— Written task —
Rewrite the lines from the one containing "Target: road" through the one containing "(1065, 615)", both included, and swap "utility pole" for "power pole" while leaving everything else unchanged.

Object point labels:
_ _ _ _

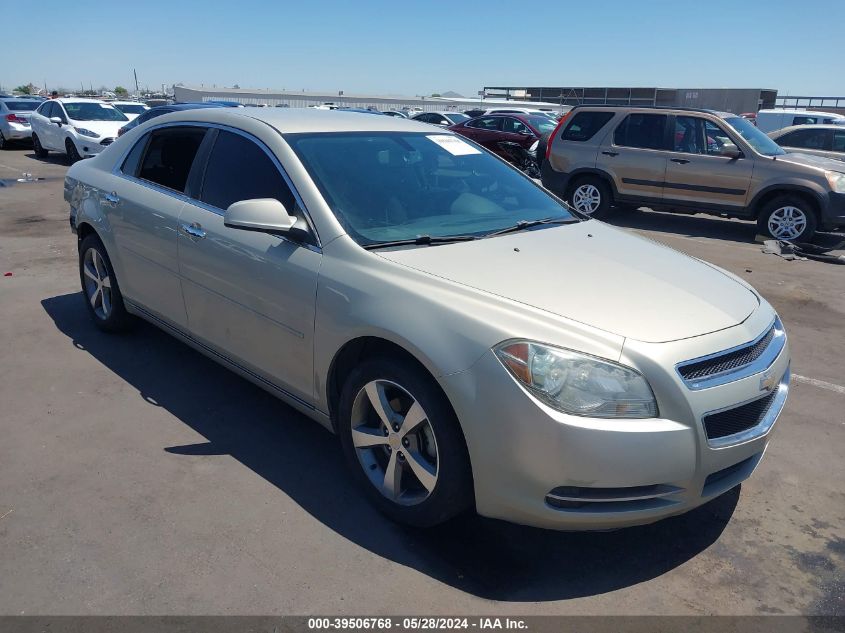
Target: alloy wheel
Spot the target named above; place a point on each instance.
(394, 442)
(97, 283)
(787, 223)
(586, 199)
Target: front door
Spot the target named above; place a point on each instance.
(697, 173)
(249, 295)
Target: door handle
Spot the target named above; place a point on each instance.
(112, 199)
(194, 230)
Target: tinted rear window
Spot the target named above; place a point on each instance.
(646, 131)
(22, 106)
(584, 125)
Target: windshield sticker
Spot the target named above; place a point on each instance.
(453, 145)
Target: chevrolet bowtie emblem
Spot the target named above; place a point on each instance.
(767, 381)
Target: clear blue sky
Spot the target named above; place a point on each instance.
(422, 46)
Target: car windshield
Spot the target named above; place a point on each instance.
(388, 186)
(457, 117)
(544, 124)
(755, 138)
(22, 106)
(131, 108)
(80, 111)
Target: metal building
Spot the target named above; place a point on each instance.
(735, 100)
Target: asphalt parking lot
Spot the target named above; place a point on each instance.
(139, 477)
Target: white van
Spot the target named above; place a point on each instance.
(771, 120)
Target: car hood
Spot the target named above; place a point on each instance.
(597, 275)
(811, 160)
(103, 128)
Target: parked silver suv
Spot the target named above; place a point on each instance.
(682, 159)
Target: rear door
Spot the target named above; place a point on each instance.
(144, 216)
(250, 294)
(816, 141)
(634, 154)
(696, 172)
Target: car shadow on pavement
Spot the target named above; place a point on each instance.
(487, 558)
(700, 225)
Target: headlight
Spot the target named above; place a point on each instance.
(836, 181)
(85, 132)
(577, 383)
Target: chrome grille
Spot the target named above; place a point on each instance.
(739, 418)
(728, 362)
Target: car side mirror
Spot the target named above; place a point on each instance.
(729, 150)
(260, 214)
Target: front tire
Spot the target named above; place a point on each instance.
(591, 196)
(39, 150)
(788, 218)
(71, 151)
(100, 288)
(403, 443)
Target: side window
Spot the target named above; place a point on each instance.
(688, 136)
(133, 159)
(169, 156)
(487, 123)
(806, 139)
(238, 169)
(645, 131)
(716, 138)
(514, 126)
(584, 125)
(59, 111)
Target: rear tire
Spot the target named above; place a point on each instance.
(591, 196)
(71, 151)
(100, 289)
(430, 464)
(40, 152)
(788, 218)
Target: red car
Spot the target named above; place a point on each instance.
(491, 129)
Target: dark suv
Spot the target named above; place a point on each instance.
(690, 160)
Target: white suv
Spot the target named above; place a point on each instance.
(80, 128)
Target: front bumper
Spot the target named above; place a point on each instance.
(17, 132)
(834, 213)
(89, 146)
(537, 466)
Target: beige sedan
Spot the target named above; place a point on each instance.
(474, 344)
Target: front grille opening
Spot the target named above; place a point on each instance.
(739, 418)
(629, 498)
(727, 362)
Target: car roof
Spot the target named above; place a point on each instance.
(296, 120)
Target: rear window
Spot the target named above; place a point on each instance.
(22, 106)
(584, 125)
(644, 131)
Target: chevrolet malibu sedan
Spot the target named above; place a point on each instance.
(473, 343)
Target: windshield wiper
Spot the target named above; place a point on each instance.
(422, 240)
(527, 224)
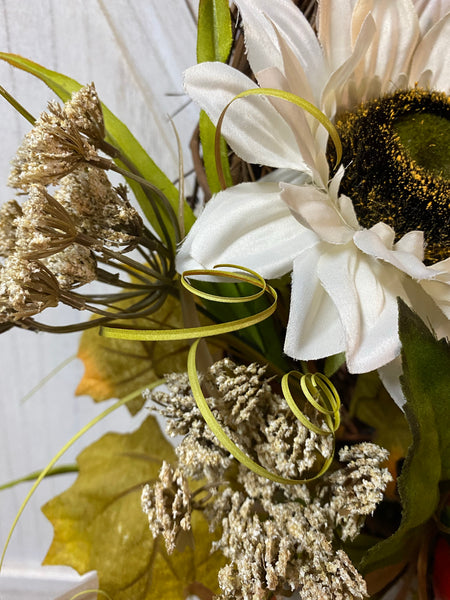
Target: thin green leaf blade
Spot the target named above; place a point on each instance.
(118, 135)
(214, 41)
(214, 37)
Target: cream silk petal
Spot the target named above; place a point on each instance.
(334, 19)
(390, 378)
(426, 303)
(365, 297)
(430, 12)
(395, 40)
(252, 126)
(439, 288)
(293, 115)
(412, 242)
(314, 329)
(336, 95)
(369, 242)
(247, 225)
(261, 40)
(314, 209)
(432, 58)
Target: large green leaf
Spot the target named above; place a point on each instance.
(118, 135)
(99, 525)
(115, 368)
(426, 382)
(214, 41)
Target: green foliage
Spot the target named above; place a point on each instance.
(115, 368)
(119, 136)
(214, 41)
(426, 381)
(99, 525)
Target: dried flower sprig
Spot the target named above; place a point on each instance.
(277, 538)
(83, 231)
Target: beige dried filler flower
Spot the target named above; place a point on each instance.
(60, 141)
(277, 538)
(26, 288)
(168, 505)
(100, 210)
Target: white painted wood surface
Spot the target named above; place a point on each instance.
(135, 52)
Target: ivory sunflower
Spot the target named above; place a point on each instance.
(349, 263)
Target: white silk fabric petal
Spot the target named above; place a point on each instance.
(430, 65)
(314, 328)
(261, 40)
(393, 44)
(252, 126)
(247, 225)
(365, 296)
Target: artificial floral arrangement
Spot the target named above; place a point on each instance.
(298, 322)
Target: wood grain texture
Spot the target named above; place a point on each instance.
(135, 53)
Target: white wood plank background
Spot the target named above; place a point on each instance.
(135, 53)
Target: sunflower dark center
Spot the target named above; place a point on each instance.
(396, 153)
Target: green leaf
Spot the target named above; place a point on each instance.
(426, 381)
(214, 38)
(214, 41)
(114, 368)
(118, 135)
(207, 137)
(99, 524)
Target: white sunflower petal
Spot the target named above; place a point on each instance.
(365, 298)
(334, 20)
(371, 243)
(431, 58)
(314, 209)
(395, 40)
(261, 40)
(314, 329)
(430, 12)
(247, 225)
(390, 377)
(252, 126)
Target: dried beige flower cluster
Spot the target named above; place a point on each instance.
(50, 241)
(277, 538)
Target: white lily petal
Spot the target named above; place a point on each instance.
(425, 302)
(252, 126)
(314, 329)
(314, 209)
(412, 242)
(439, 287)
(246, 225)
(365, 298)
(430, 12)
(293, 115)
(372, 244)
(431, 56)
(336, 93)
(390, 378)
(394, 43)
(261, 40)
(334, 19)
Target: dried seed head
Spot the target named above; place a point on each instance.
(73, 267)
(99, 210)
(354, 491)
(167, 505)
(9, 212)
(45, 227)
(52, 149)
(26, 288)
(85, 111)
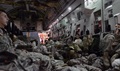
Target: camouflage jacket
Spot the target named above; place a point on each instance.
(5, 41)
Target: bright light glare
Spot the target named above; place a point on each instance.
(69, 8)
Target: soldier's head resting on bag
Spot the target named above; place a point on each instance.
(3, 19)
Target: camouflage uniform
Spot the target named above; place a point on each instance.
(5, 41)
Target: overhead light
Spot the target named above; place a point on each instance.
(117, 14)
(109, 6)
(69, 8)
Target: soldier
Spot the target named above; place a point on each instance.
(5, 41)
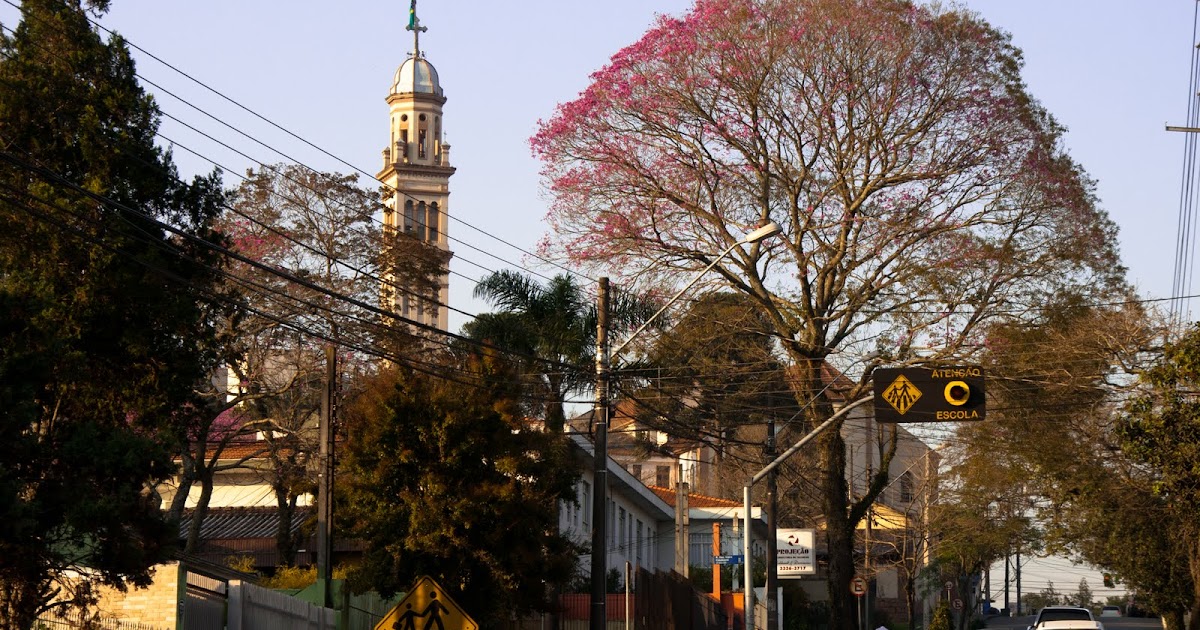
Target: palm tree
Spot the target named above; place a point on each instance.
(552, 328)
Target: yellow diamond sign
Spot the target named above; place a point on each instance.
(426, 607)
(901, 395)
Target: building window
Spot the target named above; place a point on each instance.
(621, 531)
(432, 222)
(587, 503)
(906, 495)
(663, 477)
(639, 552)
(612, 525)
(408, 216)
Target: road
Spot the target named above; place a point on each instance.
(1110, 623)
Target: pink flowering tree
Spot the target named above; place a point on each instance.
(923, 193)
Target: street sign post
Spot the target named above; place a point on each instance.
(929, 394)
(858, 586)
(429, 605)
(793, 552)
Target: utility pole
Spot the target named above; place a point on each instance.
(772, 534)
(1008, 561)
(1019, 611)
(325, 479)
(600, 468)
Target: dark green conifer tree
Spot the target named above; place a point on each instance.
(103, 328)
(445, 478)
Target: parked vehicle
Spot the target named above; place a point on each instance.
(1066, 618)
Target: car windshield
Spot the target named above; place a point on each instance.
(1065, 615)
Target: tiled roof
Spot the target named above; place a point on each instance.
(229, 523)
(694, 501)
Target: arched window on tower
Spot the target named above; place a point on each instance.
(431, 222)
(437, 139)
(421, 127)
(420, 220)
(402, 144)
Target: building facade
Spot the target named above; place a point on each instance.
(417, 180)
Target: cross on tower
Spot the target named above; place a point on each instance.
(414, 24)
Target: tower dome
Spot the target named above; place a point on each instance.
(417, 76)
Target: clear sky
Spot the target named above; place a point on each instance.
(1113, 71)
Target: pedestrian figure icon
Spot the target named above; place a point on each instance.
(433, 612)
(427, 606)
(407, 619)
(901, 394)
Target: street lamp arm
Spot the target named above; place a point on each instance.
(809, 437)
(672, 300)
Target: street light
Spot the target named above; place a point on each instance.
(600, 451)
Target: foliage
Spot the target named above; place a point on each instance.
(1162, 432)
(553, 329)
(444, 478)
(1061, 376)
(105, 325)
(922, 191)
(715, 378)
(1084, 597)
(941, 619)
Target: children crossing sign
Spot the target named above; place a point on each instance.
(426, 607)
(929, 394)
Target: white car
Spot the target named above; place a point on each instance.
(1066, 618)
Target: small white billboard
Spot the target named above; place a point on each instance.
(795, 555)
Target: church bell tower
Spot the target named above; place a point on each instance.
(417, 178)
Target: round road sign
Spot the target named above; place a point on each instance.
(858, 586)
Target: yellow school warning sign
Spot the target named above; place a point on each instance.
(949, 394)
(426, 607)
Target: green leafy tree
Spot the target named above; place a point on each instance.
(1084, 597)
(1162, 431)
(105, 325)
(553, 329)
(444, 478)
(715, 371)
(923, 192)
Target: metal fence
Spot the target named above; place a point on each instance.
(78, 622)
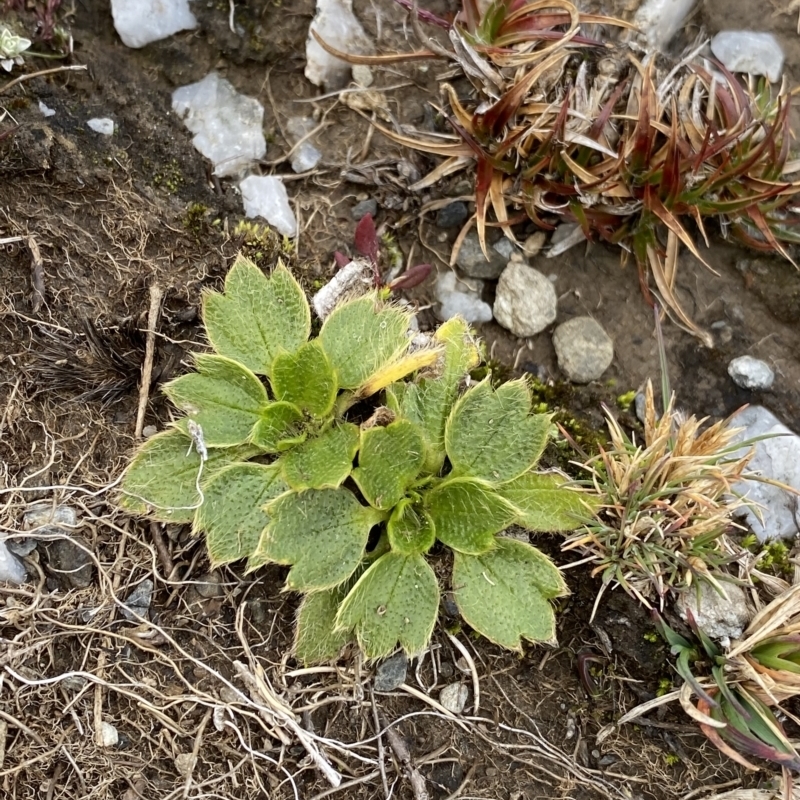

_ _ _ _

— The output —
Target: road
Spot the target named above; place a point on each instance.
(1110, 623)
Target: pink flowering tree
Spot the target named above; place a point on each instance.
(923, 193)
Target: street sign post
Spot the target named above; place a point on each instance.
(929, 394)
(858, 586)
(429, 605)
(793, 552)
Target: power pole
Spot the target named above; place a point on each instance.
(772, 534)
(1008, 561)
(1019, 611)
(325, 479)
(600, 468)
Target: dark green conifer tree
Spot the target named above; place a point on each instance.
(103, 328)
(445, 478)
Target: parked vehicle
Spot the target named above; place a point on each instance.
(1066, 618)
Target: car windshield
Spot the target named above; place a point on each instance.
(1065, 615)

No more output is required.